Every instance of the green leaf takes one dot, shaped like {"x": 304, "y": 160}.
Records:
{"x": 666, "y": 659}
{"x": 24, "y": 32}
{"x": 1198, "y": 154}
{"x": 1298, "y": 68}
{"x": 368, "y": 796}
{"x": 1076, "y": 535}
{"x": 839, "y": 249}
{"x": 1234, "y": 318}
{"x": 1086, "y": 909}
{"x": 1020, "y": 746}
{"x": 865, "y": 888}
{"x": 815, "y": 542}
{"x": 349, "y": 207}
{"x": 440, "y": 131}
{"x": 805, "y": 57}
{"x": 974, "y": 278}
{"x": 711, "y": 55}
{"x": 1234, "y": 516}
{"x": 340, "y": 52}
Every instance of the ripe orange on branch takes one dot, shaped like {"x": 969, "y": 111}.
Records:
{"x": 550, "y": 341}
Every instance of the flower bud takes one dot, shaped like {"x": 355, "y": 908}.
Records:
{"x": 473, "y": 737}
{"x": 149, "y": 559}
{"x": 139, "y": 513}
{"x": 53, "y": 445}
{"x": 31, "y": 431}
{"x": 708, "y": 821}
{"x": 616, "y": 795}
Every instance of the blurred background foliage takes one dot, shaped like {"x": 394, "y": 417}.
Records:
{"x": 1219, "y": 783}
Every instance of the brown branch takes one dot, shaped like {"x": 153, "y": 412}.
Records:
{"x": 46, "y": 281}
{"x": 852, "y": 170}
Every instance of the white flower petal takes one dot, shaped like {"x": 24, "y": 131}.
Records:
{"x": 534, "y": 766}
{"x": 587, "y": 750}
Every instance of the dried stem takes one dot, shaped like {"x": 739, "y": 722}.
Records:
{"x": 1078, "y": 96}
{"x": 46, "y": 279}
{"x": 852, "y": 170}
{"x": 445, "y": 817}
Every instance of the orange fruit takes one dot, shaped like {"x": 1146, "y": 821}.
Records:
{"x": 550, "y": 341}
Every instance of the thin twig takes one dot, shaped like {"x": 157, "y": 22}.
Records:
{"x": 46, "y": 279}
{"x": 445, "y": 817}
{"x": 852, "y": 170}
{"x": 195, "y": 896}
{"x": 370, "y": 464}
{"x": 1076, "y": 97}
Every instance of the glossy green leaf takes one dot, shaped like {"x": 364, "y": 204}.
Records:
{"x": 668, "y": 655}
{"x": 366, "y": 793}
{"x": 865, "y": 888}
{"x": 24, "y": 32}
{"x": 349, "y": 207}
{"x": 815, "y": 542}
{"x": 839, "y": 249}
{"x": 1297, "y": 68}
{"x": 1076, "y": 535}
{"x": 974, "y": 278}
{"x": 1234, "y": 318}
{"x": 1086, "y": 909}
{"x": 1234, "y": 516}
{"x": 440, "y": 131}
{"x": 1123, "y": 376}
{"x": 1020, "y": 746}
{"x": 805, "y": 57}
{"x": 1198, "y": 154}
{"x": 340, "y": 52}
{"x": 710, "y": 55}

▸ **Brief**
Transcribe every record above so that nothing differs from the original.

▸ **Problem solution**
Every instance of the green leaf takes one dot, shaped like {"x": 304, "y": 160}.
Records:
{"x": 666, "y": 659}
{"x": 24, "y": 32}
{"x": 1198, "y": 154}
{"x": 1298, "y": 68}
{"x": 368, "y": 796}
{"x": 1076, "y": 535}
{"x": 839, "y": 249}
{"x": 1234, "y": 318}
{"x": 1086, "y": 909}
{"x": 1020, "y": 746}
{"x": 865, "y": 888}
{"x": 815, "y": 542}
{"x": 349, "y": 207}
{"x": 440, "y": 131}
{"x": 805, "y": 57}
{"x": 974, "y": 278}
{"x": 711, "y": 55}
{"x": 1234, "y": 516}
{"x": 340, "y": 52}
Every instance of the ripe orange on branch takes one dot, shaped like {"x": 969, "y": 111}.
Records:
{"x": 550, "y": 341}
Every instance of the flower bud takes one dot, shaped like {"x": 355, "y": 908}.
Records:
{"x": 473, "y": 737}
{"x": 149, "y": 559}
{"x": 139, "y": 513}
{"x": 53, "y": 445}
{"x": 31, "y": 431}
{"x": 708, "y": 821}
{"x": 616, "y": 795}
Every instance of the blurred background foliage takes one dot, shaped like {"x": 394, "y": 417}.
Records:
{"x": 1219, "y": 783}
Every instance of the brown branch takes one dot, shaped like {"x": 153, "y": 412}.
Records:
{"x": 46, "y": 281}
{"x": 852, "y": 170}
Every instance of the white flower petal takes one dot, shaped like {"x": 24, "y": 131}.
Records:
{"x": 534, "y": 766}
{"x": 587, "y": 750}
Every instance of the dried stem takes one dot, shaped like {"x": 739, "y": 722}.
Records:
{"x": 1078, "y": 96}
{"x": 46, "y": 279}
{"x": 852, "y": 170}
{"x": 445, "y": 817}
Every instance of the orange fruit takes one dot, shaped like {"x": 1146, "y": 821}.
Records:
{"x": 550, "y": 341}
Every instance of the thin twig takes one dot, shaped like {"x": 157, "y": 22}.
Records:
{"x": 46, "y": 279}
{"x": 445, "y": 817}
{"x": 852, "y": 170}
{"x": 195, "y": 896}
{"x": 370, "y": 464}
{"x": 1076, "y": 97}
Every instance of the glossy green leaf takes one dot, shaped like {"x": 364, "y": 204}.
Records:
{"x": 668, "y": 655}
{"x": 366, "y": 793}
{"x": 865, "y": 888}
{"x": 24, "y": 32}
{"x": 349, "y": 207}
{"x": 815, "y": 542}
{"x": 839, "y": 249}
{"x": 1297, "y": 68}
{"x": 1076, "y": 535}
{"x": 974, "y": 278}
{"x": 1234, "y": 318}
{"x": 1086, "y": 909}
{"x": 1234, "y": 516}
{"x": 440, "y": 131}
{"x": 1123, "y": 376}
{"x": 1020, "y": 746}
{"x": 805, "y": 57}
{"x": 1198, "y": 154}
{"x": 340, "y": 52}
{"x": 710, "y": 55}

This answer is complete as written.